Text passage

Findings from the present study are consistent with other research describing general clinical problems among patients who are prescribed LTOT.9 Overall, participants had high rates of comorbid psychopathology and problems with co-occurring alcohol and substance use. In addition, we conducted analyses of differences in demographic and clinical factors based on current prescription opioid dose, and found that as the dose of opioids increase, there is a significant trend towards higher scores of pain intensity (in quadratic pattern), greater pain-related disability, poorer physical functioning, lower self-efficacy for managing pain, and greater fear avoidance beliefs about physical activity (in quadratic pattern). Estimates of effect size suggest moderate differences among groups on these variables.

Entries supplied
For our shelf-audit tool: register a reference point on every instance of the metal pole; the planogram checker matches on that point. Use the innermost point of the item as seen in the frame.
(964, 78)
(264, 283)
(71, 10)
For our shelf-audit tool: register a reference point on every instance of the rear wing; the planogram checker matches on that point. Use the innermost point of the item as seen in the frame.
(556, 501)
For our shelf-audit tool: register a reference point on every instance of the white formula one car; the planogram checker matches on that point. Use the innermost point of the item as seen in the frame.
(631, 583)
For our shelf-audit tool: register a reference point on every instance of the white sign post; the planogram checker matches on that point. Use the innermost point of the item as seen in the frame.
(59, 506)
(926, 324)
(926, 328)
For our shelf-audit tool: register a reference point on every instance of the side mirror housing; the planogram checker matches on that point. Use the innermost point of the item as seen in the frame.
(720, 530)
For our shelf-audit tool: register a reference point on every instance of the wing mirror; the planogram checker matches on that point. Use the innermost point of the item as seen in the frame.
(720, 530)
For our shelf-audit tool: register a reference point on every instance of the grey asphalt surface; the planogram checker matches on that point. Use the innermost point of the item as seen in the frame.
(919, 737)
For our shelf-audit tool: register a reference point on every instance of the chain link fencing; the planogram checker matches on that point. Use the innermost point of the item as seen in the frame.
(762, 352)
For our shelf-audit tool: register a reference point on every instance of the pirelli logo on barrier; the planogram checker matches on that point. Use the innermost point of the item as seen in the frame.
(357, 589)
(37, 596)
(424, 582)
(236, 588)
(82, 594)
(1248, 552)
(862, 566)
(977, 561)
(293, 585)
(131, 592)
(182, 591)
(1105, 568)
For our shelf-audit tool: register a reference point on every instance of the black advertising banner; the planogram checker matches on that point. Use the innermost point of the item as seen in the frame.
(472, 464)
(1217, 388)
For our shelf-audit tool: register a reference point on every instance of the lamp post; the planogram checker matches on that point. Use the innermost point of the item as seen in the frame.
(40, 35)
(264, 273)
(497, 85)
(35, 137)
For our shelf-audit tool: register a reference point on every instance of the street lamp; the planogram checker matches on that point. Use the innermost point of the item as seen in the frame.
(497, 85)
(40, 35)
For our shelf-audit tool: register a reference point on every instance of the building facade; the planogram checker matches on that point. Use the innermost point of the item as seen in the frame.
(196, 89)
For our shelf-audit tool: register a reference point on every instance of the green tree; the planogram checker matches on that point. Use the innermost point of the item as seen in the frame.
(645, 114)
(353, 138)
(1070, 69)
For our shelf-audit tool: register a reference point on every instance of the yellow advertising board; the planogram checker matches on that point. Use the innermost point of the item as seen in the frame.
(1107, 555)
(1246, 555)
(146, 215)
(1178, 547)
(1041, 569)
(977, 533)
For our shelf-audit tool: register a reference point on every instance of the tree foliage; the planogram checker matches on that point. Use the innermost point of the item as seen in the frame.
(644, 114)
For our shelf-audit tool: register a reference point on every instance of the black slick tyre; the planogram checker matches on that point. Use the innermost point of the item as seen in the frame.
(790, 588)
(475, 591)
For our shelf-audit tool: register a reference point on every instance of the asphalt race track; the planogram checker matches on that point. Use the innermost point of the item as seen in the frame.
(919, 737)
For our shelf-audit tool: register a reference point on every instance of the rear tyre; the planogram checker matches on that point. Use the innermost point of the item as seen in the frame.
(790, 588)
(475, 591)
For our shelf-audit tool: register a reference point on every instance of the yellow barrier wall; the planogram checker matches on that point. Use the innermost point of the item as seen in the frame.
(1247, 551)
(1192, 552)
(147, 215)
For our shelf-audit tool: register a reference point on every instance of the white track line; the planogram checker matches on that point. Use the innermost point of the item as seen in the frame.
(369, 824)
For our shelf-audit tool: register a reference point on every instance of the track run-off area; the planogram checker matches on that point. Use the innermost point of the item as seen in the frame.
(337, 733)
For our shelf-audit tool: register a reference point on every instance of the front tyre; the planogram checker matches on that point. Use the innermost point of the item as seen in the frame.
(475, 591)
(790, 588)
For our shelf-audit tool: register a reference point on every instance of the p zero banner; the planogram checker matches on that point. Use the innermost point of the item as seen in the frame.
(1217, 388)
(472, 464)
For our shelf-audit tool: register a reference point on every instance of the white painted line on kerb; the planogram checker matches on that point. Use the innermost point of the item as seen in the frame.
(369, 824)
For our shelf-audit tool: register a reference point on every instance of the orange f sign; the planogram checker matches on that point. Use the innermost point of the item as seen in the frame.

Assigned task
Pick up the passage about opioid dose and pain in patients on LTOT after its last sentence, and add one more paragraph in the same style.

Result for this task
Consistent with prior research, the rates of past-year depressive disorder diagnoses, based on data from the EMR, were more common in the Higher Dose group.27,33 However, there were no significant differences in our study among groups on self-report measures of depression or anxiety severity. There are several factors that may account for differences between our findings and other research. The prior studies were conducted using data from 200427 and 2008,33 during an era with fewer constraints on opioid prescribing practices. In prior studies “High Dose” was classified as more than 100 mg MED27 or 180 mg MED,33 whereas the current study classified participants in the Higher Dose group if they had more than 50 mg MED, and participants were excluded from this study if their baseline MED was greater than 120 mg MED. Differences between current and prior findings may be due to secular changes in prescribing practices as new data on prescription opioids have emerged11 and clinicians have received updated guidelines for managing chronic pain.10,13,14 This study also compared differences among groups based on prescription opioid dose using well-validated and commonly utilized assessment measures (as opposed to extracting data from the EMR), which may have contributed to differences in research findings.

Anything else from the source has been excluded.